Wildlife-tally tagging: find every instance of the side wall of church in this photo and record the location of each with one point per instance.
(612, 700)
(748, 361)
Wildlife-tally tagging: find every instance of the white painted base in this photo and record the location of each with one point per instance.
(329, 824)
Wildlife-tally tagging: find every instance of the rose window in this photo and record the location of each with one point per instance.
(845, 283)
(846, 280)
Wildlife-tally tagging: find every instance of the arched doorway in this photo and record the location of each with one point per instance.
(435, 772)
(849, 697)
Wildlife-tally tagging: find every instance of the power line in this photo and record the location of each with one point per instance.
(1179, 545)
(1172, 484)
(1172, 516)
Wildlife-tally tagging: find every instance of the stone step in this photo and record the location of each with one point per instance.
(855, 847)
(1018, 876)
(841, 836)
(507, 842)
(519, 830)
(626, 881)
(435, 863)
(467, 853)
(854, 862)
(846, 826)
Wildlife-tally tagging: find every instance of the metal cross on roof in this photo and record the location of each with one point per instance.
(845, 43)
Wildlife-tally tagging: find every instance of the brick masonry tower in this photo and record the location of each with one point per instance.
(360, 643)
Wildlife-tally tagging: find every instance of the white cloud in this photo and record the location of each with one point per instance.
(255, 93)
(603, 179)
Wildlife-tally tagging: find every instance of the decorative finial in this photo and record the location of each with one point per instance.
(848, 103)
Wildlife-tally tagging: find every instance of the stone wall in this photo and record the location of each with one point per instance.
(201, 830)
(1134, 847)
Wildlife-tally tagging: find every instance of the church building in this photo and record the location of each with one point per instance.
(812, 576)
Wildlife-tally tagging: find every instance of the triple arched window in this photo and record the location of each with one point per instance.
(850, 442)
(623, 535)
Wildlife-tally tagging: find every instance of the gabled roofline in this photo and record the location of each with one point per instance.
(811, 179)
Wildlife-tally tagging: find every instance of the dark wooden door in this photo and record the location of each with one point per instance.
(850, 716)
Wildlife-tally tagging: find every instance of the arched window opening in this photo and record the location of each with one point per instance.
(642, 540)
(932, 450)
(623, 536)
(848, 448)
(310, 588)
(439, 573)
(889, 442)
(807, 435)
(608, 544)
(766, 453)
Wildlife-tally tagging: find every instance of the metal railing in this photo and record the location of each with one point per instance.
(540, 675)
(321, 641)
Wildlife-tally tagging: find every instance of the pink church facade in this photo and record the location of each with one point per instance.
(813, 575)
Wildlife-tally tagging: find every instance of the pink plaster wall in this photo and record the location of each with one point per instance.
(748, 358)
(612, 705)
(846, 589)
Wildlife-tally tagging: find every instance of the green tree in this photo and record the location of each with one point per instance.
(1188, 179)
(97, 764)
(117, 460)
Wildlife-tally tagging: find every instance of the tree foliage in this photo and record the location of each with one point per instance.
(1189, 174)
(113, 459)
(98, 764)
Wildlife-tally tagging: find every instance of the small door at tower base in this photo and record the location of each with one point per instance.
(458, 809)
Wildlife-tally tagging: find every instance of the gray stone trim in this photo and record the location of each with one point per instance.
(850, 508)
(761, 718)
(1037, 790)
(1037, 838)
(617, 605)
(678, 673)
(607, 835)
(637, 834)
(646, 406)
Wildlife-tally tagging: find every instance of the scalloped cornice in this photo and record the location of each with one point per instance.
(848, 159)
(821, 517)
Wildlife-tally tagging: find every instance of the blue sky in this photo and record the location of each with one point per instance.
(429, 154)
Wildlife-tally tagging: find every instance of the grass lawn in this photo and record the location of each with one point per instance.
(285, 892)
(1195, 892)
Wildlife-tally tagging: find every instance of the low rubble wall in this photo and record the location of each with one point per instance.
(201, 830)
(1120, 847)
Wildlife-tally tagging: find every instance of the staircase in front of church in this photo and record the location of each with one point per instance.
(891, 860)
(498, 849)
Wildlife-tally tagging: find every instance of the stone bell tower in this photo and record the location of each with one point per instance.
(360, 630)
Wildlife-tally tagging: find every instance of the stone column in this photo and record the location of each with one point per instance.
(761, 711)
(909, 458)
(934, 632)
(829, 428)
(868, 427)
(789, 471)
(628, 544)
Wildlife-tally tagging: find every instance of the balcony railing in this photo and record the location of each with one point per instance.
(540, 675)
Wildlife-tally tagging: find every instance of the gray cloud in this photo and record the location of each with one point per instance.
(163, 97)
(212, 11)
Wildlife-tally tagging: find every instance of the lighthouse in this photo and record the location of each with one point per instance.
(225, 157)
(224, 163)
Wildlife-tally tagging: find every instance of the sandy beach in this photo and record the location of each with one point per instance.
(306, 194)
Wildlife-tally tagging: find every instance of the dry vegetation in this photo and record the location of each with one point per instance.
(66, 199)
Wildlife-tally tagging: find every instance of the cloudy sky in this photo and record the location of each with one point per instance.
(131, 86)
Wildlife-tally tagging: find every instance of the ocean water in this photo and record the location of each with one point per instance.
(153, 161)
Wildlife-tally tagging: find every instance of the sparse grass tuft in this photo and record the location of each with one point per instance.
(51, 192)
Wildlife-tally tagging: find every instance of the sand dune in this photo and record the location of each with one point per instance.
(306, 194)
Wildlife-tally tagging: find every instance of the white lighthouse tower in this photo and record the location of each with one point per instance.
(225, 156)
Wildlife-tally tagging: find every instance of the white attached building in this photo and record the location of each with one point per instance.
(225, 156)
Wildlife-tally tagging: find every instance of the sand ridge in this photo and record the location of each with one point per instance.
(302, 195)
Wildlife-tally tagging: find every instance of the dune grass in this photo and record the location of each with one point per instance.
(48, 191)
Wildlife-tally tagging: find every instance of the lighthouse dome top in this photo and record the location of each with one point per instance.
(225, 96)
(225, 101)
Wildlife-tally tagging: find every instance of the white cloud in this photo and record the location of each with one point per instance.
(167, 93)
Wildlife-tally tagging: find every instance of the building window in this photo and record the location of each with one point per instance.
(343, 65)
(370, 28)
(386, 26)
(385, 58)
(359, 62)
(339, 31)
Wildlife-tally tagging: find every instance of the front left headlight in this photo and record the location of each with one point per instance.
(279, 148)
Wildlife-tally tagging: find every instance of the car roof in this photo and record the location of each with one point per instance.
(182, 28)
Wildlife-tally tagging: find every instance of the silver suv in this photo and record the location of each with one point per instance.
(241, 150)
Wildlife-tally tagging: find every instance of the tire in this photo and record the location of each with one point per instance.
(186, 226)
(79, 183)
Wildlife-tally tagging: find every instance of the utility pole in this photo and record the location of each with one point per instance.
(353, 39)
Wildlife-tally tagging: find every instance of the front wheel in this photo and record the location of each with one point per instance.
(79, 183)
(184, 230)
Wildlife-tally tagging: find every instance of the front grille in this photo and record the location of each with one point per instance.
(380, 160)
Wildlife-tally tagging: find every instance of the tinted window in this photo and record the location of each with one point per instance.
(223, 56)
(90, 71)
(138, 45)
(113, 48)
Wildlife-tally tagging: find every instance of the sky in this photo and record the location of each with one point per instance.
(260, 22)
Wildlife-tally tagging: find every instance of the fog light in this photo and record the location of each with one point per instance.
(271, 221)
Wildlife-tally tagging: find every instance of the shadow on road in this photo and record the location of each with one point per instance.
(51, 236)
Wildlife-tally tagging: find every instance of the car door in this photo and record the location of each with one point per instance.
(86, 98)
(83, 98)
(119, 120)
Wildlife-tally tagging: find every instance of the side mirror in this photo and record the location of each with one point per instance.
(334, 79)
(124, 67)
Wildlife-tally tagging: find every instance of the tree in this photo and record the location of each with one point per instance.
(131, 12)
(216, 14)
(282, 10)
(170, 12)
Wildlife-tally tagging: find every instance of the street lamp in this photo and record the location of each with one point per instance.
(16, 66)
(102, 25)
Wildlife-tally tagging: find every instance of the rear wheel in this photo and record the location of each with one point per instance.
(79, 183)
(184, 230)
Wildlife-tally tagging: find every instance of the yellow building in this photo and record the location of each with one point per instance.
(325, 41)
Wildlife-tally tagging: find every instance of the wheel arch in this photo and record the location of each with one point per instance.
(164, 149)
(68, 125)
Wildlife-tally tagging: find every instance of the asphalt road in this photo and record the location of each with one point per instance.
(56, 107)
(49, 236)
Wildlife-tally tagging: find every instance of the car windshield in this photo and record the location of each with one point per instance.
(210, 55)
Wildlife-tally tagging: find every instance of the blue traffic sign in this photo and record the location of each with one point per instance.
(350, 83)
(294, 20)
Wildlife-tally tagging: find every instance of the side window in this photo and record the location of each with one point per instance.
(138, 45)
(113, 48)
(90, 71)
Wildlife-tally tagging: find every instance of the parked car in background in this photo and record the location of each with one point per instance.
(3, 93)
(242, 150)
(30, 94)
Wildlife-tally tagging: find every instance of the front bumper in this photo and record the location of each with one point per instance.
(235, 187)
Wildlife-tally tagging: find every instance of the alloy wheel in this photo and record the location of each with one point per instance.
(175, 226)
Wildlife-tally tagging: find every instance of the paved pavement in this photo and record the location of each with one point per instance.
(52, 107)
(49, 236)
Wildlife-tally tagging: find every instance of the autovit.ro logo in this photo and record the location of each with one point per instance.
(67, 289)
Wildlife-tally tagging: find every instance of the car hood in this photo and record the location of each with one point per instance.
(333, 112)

--

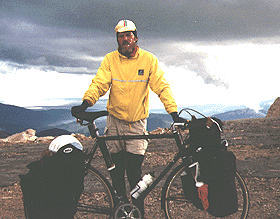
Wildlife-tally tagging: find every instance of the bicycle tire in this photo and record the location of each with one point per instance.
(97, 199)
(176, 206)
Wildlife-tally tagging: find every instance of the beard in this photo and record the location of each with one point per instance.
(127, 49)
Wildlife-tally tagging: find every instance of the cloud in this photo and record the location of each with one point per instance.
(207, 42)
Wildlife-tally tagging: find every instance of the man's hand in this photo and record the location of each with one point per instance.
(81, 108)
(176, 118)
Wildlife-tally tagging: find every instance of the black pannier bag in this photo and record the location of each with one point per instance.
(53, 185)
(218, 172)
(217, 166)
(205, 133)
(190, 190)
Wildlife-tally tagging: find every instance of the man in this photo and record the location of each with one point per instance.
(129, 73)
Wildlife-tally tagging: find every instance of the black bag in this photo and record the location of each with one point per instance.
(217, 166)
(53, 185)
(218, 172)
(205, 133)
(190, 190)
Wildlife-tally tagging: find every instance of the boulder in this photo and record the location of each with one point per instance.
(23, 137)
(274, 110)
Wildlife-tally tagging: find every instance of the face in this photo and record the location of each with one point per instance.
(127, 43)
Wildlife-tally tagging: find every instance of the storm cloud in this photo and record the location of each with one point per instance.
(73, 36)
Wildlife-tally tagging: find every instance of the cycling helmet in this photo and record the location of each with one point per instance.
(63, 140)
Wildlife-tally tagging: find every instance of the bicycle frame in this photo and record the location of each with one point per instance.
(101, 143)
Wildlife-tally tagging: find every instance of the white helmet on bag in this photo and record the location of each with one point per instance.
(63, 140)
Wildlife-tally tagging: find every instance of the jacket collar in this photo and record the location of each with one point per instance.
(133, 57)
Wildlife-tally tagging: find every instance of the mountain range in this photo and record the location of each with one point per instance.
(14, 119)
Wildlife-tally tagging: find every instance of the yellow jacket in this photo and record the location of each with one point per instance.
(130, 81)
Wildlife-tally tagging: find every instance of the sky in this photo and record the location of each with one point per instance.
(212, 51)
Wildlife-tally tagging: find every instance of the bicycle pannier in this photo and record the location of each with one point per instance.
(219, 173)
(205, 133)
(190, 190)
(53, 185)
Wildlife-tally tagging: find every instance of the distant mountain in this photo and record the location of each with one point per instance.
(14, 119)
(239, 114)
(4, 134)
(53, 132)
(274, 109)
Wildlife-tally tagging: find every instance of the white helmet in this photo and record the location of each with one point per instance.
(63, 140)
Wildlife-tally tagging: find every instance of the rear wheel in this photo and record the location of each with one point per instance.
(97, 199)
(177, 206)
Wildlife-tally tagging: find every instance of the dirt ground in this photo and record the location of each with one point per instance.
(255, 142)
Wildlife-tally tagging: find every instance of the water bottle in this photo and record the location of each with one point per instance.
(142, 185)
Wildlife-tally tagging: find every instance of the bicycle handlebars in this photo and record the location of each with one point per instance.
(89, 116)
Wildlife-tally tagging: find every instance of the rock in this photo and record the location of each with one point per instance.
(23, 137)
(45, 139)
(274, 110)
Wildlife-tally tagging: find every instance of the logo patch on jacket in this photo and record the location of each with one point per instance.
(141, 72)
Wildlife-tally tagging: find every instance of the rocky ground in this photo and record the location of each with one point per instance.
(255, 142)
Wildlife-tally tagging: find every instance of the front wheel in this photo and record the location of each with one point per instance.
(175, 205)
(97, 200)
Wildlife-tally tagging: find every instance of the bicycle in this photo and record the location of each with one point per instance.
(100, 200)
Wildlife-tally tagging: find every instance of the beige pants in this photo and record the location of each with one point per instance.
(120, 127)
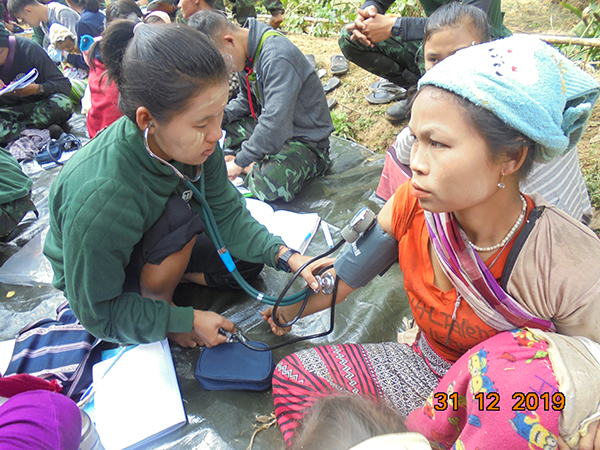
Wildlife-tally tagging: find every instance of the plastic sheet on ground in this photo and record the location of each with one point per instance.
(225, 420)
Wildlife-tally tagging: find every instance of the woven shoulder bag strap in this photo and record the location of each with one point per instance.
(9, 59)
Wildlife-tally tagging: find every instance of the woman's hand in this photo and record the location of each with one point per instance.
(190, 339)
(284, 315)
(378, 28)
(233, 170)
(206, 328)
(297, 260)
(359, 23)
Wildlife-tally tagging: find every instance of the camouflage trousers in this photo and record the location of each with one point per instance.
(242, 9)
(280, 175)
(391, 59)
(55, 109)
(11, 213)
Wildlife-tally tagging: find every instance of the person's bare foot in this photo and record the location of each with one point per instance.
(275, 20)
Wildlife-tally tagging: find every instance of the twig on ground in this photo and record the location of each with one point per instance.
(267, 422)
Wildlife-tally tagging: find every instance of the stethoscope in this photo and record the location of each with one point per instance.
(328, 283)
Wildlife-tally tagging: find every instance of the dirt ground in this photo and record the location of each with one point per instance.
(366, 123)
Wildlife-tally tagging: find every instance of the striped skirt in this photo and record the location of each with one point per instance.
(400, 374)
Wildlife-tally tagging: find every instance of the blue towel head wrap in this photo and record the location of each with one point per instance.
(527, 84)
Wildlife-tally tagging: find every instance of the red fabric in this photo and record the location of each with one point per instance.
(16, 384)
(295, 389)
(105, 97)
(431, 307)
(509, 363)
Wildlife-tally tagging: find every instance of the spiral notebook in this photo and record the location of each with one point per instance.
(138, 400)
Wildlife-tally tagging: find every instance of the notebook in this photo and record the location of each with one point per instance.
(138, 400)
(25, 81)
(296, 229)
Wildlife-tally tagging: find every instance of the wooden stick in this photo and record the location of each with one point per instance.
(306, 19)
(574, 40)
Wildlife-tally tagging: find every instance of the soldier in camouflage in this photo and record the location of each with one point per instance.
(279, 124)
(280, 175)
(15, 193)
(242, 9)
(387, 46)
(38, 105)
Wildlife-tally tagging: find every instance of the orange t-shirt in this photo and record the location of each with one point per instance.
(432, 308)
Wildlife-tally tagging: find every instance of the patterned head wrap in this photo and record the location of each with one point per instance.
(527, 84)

---

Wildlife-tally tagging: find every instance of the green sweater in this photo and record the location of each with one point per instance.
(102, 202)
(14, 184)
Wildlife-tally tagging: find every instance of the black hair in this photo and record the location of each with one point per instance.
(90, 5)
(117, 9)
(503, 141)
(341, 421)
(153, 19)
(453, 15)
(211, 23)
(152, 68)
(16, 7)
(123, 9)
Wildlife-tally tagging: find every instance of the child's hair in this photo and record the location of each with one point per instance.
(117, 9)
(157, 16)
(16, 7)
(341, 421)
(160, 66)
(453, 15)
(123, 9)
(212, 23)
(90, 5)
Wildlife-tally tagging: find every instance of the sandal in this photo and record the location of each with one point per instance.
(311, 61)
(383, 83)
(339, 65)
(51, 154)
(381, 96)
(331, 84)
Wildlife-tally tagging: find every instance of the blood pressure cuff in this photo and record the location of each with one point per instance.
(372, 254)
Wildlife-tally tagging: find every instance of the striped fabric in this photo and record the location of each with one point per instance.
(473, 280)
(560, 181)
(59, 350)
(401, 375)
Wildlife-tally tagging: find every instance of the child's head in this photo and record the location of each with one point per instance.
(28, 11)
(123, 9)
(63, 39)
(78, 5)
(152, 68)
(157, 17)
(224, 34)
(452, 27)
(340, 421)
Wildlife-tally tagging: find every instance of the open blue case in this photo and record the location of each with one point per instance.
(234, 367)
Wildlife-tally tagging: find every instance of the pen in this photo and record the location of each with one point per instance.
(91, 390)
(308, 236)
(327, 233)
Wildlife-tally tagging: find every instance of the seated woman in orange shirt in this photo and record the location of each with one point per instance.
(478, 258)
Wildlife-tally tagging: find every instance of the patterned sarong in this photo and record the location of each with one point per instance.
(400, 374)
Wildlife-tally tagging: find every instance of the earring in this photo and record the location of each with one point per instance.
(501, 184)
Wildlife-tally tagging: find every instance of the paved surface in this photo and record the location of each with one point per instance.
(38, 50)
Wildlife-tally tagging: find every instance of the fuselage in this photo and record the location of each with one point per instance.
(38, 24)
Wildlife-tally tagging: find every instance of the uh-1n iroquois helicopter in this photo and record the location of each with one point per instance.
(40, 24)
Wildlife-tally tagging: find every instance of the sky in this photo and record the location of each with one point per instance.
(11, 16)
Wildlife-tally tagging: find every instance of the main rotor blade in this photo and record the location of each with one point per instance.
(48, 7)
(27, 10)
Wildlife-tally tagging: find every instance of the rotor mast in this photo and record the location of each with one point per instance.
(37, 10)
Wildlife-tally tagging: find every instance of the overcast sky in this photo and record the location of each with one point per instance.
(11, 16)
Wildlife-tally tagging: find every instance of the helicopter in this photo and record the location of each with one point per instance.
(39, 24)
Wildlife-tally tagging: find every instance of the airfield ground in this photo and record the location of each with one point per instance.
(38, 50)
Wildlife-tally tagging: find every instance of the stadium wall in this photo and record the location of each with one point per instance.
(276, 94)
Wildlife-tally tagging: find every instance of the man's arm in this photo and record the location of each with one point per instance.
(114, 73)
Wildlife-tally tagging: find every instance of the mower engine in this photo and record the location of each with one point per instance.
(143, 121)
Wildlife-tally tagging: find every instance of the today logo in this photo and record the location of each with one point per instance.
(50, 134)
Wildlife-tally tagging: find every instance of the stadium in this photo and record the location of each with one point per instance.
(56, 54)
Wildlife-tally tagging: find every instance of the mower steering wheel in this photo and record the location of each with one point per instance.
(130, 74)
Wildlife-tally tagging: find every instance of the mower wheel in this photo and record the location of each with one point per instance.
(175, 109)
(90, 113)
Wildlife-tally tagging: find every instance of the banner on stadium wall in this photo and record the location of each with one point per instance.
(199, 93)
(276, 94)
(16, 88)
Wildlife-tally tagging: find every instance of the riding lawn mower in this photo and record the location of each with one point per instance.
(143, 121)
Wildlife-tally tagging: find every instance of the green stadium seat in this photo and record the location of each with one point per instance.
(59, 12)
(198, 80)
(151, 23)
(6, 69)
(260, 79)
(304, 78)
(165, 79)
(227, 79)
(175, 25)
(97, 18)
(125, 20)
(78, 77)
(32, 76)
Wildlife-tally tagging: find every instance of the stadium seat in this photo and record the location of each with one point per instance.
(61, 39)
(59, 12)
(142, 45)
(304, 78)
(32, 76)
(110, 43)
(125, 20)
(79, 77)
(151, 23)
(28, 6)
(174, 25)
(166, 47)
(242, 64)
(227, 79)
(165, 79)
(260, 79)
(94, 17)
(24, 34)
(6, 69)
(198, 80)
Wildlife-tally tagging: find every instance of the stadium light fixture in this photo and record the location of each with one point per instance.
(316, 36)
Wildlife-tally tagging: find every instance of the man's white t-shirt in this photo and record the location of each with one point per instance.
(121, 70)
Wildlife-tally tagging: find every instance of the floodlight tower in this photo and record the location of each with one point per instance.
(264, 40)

== EXERCISE DIRECTIONS ==
Can you reproduce the stretch from the line containing "Wildlife-tally tagging: find every instance of the side wall" through the line containing "(1172, 516)", changing "record" to "mark" and leaving everything else unchanged?

== OUTPUT FOR THIS EXERCISE ==
Wildlife-tally tagging: find every instance of the side wall of church in this photo and mark the location of each with one point per instance.
(612, 700)
(748, 361)
Wildlife-tally tagging: find every instance of the white painted base in this photo and mark the location of each with one point per instance.
(329, 824)
Wildlife-tally tagging: find every instance of the rose window in this photo and mark the location of each with one point per instance.
(845, 283)
(846, 280)
Wildlife-tally tagging: find every instance of the arched doorway in this photo and mark the location of each with one point per instance.
(435, 772)
(849, 697)
Wildlife-tally tagging: find every instance of the power line in this photo and mark the location of each with one point per instance.
(1179, 545)
(1172, 484)
(1172, 516)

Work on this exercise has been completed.